Return the listing below in full, with every line exactly as it is.

___ Extracted information ___

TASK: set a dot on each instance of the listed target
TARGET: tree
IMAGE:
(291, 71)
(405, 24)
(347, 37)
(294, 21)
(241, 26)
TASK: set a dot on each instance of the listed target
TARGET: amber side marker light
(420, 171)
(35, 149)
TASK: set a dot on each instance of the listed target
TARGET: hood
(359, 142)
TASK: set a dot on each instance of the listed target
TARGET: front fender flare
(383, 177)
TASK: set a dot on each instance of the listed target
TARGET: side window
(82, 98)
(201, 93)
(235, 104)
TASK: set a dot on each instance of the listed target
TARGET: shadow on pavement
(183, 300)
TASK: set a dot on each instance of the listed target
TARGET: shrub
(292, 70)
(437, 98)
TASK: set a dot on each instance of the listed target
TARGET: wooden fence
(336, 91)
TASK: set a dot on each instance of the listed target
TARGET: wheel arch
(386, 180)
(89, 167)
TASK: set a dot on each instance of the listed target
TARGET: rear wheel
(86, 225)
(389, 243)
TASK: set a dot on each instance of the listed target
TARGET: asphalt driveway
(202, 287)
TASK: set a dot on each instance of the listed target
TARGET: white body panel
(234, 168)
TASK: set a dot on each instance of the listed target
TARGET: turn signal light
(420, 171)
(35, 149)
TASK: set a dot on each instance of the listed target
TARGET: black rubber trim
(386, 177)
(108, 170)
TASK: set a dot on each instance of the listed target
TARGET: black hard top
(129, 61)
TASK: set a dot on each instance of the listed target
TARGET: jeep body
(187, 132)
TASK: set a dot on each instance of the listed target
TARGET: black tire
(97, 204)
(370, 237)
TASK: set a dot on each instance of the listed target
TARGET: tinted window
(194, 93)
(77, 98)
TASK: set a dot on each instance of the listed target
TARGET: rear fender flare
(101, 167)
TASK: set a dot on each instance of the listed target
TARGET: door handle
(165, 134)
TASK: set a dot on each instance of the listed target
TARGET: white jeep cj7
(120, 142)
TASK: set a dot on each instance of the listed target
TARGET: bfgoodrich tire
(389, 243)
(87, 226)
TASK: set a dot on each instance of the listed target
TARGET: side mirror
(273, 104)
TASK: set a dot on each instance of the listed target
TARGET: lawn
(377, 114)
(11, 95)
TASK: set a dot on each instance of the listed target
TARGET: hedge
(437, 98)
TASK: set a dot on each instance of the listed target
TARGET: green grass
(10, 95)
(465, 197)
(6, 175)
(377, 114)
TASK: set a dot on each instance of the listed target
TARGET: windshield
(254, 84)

___

## Response to this task
TASK: set a dot on each instance of the listed target
TARGET: tree
IMAGE:
(291, 71)
(405, 24)
(347, 37)
(294, 21)
(241, 26)
TASK: set a dot on each instance of the listed target
TARGET: amber side marker light
(420, 171)
(35, 149)
TASK: set a dot on each instance of the listed target
TARGET: hood
(359, 142)
TASK: set a dot on each instance of the listed target
TARGET: front fender flare
(383, 177)
TASK: set a dot on each instance of the listed target
TARGET: side window
(82, 98)
(201, 93)
(235, 104)
TASK: set a dot on each instance of the listed target
TARGET: shadow on pavement
(183, 300)
TASK: set a dot on each instance of the listed target
TARGET: shrub
(292, 70)
(437, 98)
TASK: set a dot on each instance of the listed target
TARGET: wooden fence
(336, 91)
TASK: set a dot on each instance of the listed target
TARGET: wheel arch
(386, 180)
(89, 167)
TASK: set a dot on each instance of the listed target
TARGET: rear wheel
(86, 225)
(389, 243)
TASK: set a dot on each instance of the listed target
TARGET: asphalt driveway
(202, 287)
TASK: set a dot on each instance of the listed target
TARGET: white body panel
(234, 168)
TASK: set a dot on each instance of the listed target
TARGET: turn signal light
(420, 171)
(35, 149)
TASK: set a dot on each instance of the listed target
TARGET: black rubber trim
(386, 177)
(108, 170)
TASK: set a dot on each instance of the listed target
TARGET: black hard top
(129, 61)
TASK: set a dot on each instance of the listed target
TARGET: jeep body
(187, 132)
TASK: set a dot on each instance of the listed target
TARGET: black tire
(97, 204)
(370, 237)
TASK: set a dot on each instance of the listed target
TARGET: tinted window
(194, 93)
(77, 98)
TASK: set a dot on each instance of the listed target
TARGET: rear fender flare
(101, 167)
TASK: set a dot on each instance of the listed target
TARGET: door handle
(165, 134)
TASK: set a dot on each instance of the listed target
TARGET: white jeep cj7
(120, 142)
TASK: set a dot on each instance of the listed target
TARGET: bfgoodrich tire
(389, 243)
(87, 226)
TASK: set a dot on each instance of the listed target
TARGET: side mirror
(273, 104)
TASK: set a dot on each instance of the listed target
TARGET: lawn
(377, 114)
(11, 95)
TASK: set a dot on each instance of the listed target
TARGET: hedge
(437, 98)
TASK: set a dot on each instance of the listed target
TARGET: green grass
(10, 95)
(465, 197)
(6, 175)
(377, 114)
TASK: set a dot on each instance of the listed target
TARGET: windshield
(254, 84)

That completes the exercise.